§ **What this task involves**: Write out, word for word, only the lines from the one containing "Where can you spot the rocky" through the final line of the data.

§ **Exercise inputs**:
>>>

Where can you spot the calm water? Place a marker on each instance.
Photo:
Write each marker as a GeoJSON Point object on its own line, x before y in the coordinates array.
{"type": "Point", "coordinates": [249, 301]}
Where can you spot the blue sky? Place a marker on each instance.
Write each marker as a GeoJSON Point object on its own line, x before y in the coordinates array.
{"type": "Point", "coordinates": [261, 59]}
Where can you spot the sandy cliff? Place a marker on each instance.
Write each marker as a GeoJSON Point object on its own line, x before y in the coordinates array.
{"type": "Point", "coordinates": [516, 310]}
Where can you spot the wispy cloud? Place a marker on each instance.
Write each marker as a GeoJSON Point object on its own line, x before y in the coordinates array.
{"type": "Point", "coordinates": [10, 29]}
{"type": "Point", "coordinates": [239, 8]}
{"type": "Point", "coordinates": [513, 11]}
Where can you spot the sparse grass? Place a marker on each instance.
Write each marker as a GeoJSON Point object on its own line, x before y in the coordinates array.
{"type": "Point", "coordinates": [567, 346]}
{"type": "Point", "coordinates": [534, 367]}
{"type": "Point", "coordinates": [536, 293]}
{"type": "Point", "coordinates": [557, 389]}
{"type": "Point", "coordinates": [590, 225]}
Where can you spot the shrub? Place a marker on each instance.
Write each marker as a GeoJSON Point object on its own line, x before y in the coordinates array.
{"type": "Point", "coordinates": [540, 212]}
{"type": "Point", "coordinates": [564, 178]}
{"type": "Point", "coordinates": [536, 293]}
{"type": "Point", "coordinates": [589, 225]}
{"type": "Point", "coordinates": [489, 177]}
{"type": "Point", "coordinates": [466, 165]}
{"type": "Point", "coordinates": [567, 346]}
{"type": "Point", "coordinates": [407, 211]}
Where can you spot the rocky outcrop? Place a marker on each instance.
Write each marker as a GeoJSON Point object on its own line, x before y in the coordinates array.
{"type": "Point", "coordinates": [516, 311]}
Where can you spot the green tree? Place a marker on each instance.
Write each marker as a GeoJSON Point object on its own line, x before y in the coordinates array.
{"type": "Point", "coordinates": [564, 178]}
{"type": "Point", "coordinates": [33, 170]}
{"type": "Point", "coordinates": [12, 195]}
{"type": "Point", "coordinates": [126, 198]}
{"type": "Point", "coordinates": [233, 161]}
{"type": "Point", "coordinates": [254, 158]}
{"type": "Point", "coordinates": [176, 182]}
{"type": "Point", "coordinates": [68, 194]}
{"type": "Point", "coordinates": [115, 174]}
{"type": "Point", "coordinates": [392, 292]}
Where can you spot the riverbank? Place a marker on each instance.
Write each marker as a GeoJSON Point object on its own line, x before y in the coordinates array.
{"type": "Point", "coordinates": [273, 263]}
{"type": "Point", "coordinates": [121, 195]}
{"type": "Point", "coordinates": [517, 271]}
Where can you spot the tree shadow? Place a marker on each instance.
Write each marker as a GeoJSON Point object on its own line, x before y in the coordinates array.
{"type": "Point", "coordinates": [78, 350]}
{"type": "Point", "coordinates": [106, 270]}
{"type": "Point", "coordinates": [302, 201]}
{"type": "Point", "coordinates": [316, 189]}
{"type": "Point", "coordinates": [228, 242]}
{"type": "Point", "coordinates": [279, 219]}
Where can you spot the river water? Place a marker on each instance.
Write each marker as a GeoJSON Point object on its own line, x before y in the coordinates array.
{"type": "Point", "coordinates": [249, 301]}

<<<

§ **Task output**:
Where can you spot the rocky outcrop? Place a marker on each instance.
Write each marker as a GeoJSON Point object on its own line, x before y in the coordinates array.
{"type": "Point", "coordinates": [516, 311]}
Where can you spot the green tree? Place a marker on each instance.
Write each marker as a GeoJSON Point object on its own line, x before y in the coordinates array.
{"type": "Point", "coordinates": [564, 178]}
{"type": "Point", "coordinates": [33, 170]}
{"type": "Point", "coordinates": [12, 195]}
{"type": "Point", "coordinates": [126, 198]}
{"type": "Point", "coordinates": [233, 161]}
{"type": "Point", "coordinates": [254, 158]}
{"type": "Point", "coordinates": [176, 182]}
{"type": "Point", "coordinates": [68, 194]}
{"type": "Point", "coordinates": [115, 174]}
{"type": "Point", "coordinates": [392, 292]}
Where can you spot the riverbank? Place a marker on each instance.
Write each marker as a GeoJSON Point object on its own line, x before y in the coordinates array.
{"type": "Point", "coordinates": [273, 263]}
{"type": "Point", "coordinates": [121, 195]}
{"type": "Point", "coordinates": [517, 271]}
Where can you spot the tree shadow? Place a marker on each instance.
Write each marker as a GeoJSON Point object on its own line, x before y in the coordinates array.
{"type": "Point", "coordinates": [78, 350]}
{"type": "Point", "coordinates": [106, 270]}
{"type": "Point", "coordinates": [302, 201]}
{"type": "Point", "coordinates": [316, 189]}
{"type": "Point", "coordinates": [228, 242]}
{"type": "Point", "coordinates": [279, 219]}
Where can you spot the river water? Place a marker on each instance.
Write each marker as a GeoJSON Point object on its own line, x before y in the coordinates array.
{"type": "Point", "coordinates": [249, 301]}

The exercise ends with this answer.